_INSTRUCTIONS TO FOLLOW_: Rewrite the items below, from their start through the line containing "positive clicks: (639, 155)", as a Markdown table with the columns Row and Line text, numbering each row and omitting blank lines. Leave the pictures out of the answer.

_AVAILABLE DATA_:
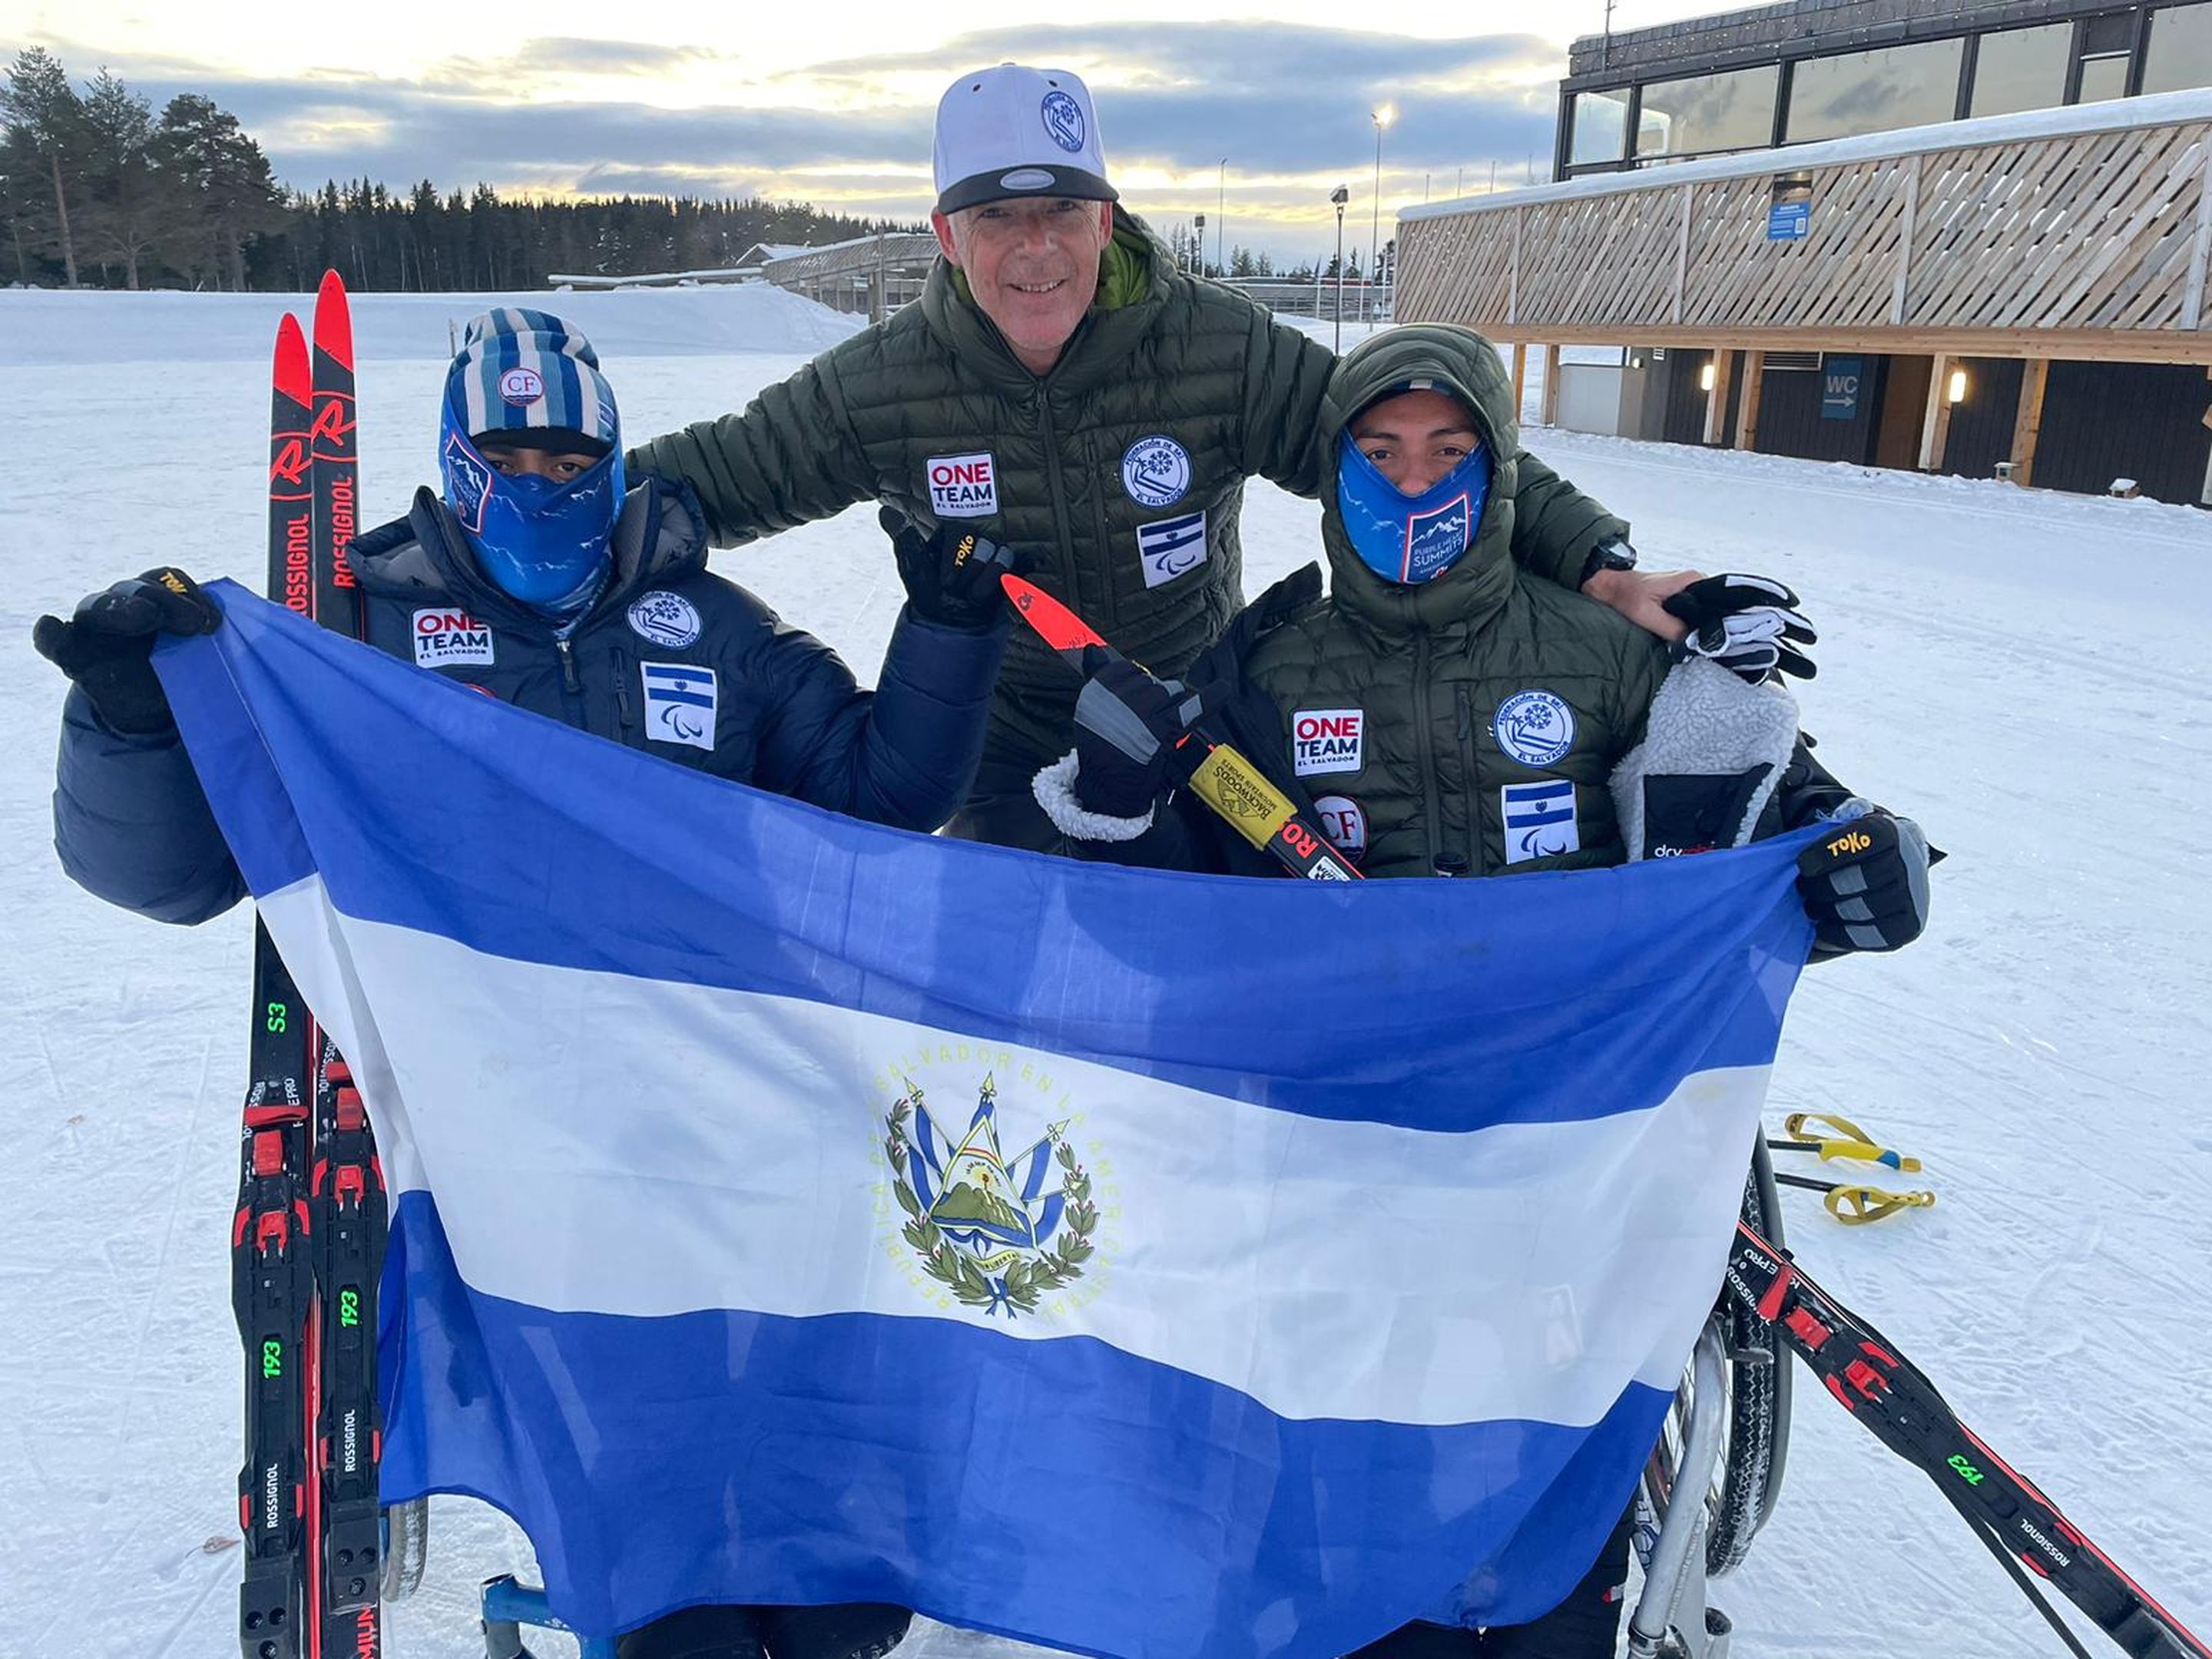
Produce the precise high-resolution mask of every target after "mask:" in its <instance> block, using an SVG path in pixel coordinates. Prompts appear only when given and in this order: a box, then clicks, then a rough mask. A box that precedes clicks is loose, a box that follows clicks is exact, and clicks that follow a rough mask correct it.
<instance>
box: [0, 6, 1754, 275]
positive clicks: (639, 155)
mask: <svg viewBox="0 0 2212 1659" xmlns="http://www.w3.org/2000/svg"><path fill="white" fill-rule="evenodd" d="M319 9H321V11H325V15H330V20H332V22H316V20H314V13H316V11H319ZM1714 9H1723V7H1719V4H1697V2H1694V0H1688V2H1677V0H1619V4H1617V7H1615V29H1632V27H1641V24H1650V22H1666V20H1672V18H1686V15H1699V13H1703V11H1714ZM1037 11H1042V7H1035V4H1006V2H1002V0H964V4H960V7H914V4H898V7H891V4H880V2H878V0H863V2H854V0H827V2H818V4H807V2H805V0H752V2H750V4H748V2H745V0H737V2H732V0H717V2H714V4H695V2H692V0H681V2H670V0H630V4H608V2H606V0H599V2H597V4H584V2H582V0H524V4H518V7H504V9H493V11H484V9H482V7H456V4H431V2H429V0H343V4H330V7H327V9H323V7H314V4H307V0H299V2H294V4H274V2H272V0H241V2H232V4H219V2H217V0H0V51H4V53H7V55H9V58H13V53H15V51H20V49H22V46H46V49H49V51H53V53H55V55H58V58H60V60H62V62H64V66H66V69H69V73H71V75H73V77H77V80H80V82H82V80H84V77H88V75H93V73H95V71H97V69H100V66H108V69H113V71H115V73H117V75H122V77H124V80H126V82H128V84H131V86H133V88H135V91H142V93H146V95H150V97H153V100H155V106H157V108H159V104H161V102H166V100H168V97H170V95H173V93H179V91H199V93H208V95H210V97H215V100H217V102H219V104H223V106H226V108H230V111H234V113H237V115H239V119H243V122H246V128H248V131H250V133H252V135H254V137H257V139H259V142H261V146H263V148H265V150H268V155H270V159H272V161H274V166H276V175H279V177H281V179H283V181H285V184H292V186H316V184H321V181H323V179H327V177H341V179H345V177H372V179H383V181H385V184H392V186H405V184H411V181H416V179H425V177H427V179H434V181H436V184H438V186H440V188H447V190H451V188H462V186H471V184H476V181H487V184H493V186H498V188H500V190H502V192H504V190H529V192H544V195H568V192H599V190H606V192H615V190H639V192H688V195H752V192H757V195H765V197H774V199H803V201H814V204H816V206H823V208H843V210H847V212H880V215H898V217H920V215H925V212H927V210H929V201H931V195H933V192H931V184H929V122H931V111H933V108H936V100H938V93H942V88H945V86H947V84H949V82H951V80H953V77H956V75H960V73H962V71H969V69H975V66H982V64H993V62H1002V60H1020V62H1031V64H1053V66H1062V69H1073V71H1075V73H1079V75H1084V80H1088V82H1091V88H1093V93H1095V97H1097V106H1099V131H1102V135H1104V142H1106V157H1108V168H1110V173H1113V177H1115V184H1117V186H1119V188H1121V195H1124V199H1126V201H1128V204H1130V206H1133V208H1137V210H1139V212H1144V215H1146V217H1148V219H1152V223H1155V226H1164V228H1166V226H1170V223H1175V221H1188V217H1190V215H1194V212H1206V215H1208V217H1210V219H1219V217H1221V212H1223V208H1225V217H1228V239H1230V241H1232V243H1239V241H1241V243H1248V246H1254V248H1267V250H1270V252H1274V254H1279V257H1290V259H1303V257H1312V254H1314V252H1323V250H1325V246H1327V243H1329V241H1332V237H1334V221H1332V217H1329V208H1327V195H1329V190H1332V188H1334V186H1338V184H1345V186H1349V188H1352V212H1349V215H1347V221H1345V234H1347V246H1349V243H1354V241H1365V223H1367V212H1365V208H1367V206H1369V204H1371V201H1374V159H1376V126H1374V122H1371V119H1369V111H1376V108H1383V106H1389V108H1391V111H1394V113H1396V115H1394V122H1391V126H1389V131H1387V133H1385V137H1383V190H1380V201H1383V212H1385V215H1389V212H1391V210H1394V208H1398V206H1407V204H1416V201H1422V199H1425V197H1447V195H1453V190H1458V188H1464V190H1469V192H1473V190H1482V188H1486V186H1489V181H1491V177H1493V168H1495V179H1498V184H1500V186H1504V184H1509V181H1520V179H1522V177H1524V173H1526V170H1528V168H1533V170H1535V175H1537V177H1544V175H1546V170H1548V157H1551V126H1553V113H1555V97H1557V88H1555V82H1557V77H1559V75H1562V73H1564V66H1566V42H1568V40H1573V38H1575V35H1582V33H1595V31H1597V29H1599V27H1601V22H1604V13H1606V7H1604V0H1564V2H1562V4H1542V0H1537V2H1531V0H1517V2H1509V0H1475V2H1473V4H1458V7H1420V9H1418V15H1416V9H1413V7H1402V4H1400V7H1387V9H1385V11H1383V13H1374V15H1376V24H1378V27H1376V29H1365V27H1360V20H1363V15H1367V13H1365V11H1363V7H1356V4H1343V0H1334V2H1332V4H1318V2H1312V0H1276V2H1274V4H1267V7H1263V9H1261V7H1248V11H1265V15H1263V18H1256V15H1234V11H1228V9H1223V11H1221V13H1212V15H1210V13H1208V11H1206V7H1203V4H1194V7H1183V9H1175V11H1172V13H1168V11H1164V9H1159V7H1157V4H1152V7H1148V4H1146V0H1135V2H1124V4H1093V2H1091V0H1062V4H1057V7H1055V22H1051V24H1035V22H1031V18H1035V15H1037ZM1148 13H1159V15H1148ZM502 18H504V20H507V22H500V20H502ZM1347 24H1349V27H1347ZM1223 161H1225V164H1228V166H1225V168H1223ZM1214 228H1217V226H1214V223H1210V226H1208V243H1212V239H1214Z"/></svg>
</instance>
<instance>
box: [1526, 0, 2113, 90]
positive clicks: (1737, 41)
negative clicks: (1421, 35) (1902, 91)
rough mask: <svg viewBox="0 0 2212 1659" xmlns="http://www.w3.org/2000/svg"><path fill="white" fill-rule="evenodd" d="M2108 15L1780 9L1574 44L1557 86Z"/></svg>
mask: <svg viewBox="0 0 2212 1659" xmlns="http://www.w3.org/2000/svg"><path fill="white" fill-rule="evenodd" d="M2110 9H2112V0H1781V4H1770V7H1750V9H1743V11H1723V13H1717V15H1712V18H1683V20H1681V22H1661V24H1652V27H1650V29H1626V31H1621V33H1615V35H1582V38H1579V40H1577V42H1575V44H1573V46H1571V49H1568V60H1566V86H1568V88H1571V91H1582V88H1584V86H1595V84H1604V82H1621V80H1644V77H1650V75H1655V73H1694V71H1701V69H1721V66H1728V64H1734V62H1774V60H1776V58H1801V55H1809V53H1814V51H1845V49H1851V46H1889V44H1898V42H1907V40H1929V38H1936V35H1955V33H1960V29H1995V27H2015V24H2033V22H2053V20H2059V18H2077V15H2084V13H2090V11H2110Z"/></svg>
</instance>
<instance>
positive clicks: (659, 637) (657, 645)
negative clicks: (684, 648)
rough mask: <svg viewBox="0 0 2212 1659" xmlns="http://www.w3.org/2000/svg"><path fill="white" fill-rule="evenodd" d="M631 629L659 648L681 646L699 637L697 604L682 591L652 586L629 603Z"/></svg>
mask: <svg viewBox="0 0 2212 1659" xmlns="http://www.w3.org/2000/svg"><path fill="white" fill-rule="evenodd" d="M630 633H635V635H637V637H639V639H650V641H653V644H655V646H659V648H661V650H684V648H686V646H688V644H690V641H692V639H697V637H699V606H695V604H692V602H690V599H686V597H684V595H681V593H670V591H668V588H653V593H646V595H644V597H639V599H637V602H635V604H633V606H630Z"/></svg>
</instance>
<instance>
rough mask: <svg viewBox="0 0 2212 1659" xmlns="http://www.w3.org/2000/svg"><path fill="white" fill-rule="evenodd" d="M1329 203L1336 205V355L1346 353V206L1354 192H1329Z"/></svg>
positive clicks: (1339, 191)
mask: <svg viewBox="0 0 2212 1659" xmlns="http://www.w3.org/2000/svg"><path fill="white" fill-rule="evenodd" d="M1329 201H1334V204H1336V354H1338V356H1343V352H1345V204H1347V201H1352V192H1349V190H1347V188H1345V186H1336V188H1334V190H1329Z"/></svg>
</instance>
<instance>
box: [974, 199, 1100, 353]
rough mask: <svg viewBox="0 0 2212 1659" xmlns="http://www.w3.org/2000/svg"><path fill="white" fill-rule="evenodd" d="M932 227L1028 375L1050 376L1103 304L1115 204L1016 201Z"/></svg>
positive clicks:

_WRITTEN RESPONSE_:
| Row | Line text |
|---|---|
| 1 | Produce the precise high-resolution mask of every target after "mask:" in its <instance> block, using an SVG path in pixel coordinates. Prompts appear only when given and in this order: a box, then clicks, then a rough mask. A box that precedes clicks is loose, a box that follows clicks is exact, and clicks that follow a rough mask correct it. |
| 2 | <instance> |
| 3 | box: [0, 6, 1754, 275] |
| 4 | positive clicks: (639, 155) |